_PAGE TEXT:_
* * *

Similarly to NMC, other layered rock-salt cathode materials containing different transition metals have also been deposited via PLD (Haider et al., 2020; Wang et al., 2022; Subash et al., 2024). Among these, thin films of LiMn_1.5Ni_0.5O₄ (LMNO) exhibited high Li diffusion coefficients (10⁻⁵–10⁻⁶ cm²/s) and excellent cyclability in a wide current range (Subash et al., 2024). While Wang et al. (2022) deposited a high-entropy oxide (HEO) with a higher number of transition metals: LiCr_1/6Mn_1/6Fe_1/6Co_1/6Ni_1/6Cu_1/6O₂. They deposited an epitaxial thin film by tuning deposition temperature and laser fluence. Such film was used in a HEO/Li₃PO₄/Li thin film cell, however a large interface resistance was measured, therefore a anisotropic structure has to be evaluated for this material.

2.1.2 Phosphates

While for the PLD of intercalation cathode materials based on transition metal oxides, as seen so far, there are several studies in the recent literature, only one paper concerns the PLD of phosphates and a couple is on fluorides (conversion cathodes). In particular, Koutavarapu et al. (2020) deposited LiFePO₄ (LFP) in oxygen atmosphere, obtaining a film of LFP with minor amount of lithium and iron oxides, even though high specific capacity and capacity retention were obtained vs. Li⁺/Li.

2.1.3 Metal fluorides

Conversion cathodes based on metal fluoride are attractive for their high capacity and voltage, however their structural reorganization during conversion reaction causes high volumetric changes and thus scarce capacity retention and reversibility. Therefore, two different composite conversion cathodes, in which volume changes were limited, were developed and deposited in form of thin film as a model to study their conversion reaction. A ternary metal fluoride Cu-Fe-F (CFF) cathode, obtained by co-deposition of CuFe₂ an FeF₃ targets, demonstrated a reversible structural rearrangement upon cycling leading to high reversibility and columbic efficiency (Li et al., 2020). Alternatively, Wei et al. (2021) deposited different LiF/Fe₂O₃, LiF/NiO, and LiF/NiFe₂O₄ films by PLD of a composite targets with different LiF/MO_x ratio. Among these, 4LiF/NiFe₂O₄ shown the best electrochemical performances in term of cycling stability and rate capability thanks to the reversible splitting and regeneration of LiF, as well as the adsorption and desorption of F⁻ at the redox center of NiFe₂O₄.

* * *

_TASK TO COMPLETE:_ For each statement below, answer yes or no according to the cathode thin film text above, and quote the deciding words of that text. 1. Only one paper concerns the PLD of phosphates. 2. Koutavarapu et al. (2020) deposited LiFePO₄ in an argon atmosphere. 3. The HEO/Li₃PO₄/Li thin film cell showed a small interface resistance.

* * *

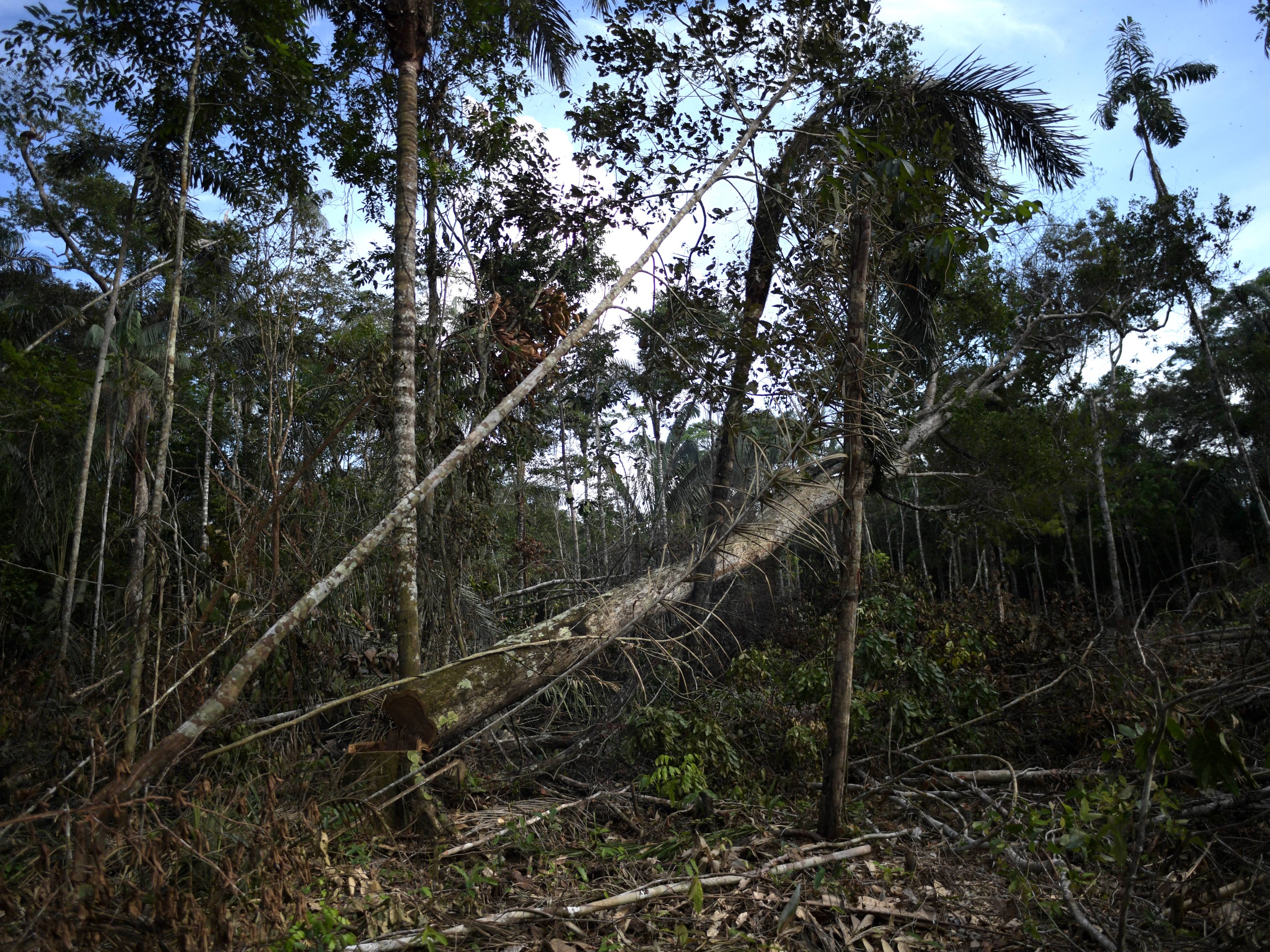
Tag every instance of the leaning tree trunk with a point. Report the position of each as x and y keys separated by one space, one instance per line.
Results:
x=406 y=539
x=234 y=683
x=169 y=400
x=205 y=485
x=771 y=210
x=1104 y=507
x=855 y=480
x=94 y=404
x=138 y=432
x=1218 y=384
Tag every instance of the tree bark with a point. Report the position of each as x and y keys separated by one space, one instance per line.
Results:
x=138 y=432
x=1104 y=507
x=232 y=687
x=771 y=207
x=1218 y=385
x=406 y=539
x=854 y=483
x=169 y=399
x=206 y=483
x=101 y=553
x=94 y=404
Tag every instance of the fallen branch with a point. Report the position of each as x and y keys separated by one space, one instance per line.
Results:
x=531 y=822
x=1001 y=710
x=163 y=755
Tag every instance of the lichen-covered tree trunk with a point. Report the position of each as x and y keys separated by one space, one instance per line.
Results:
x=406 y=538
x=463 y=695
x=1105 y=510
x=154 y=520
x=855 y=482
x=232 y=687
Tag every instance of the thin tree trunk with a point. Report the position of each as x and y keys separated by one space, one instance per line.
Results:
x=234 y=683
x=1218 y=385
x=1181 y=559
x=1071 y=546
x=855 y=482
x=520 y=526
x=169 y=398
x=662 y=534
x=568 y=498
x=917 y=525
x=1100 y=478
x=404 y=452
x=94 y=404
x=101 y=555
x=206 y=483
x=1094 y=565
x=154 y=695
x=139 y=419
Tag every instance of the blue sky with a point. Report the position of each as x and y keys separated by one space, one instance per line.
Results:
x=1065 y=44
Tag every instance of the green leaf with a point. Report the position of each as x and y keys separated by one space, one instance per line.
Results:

* * *

_ANSWER:_
1. Yes: "only one paper concerns the PLD of phosphates"
2. No: "Koutavarapu et al. (2020) deposited LiFePO₄ (LFP) in oxygen atmosphere"
3. No: "a large interface resistance was measured"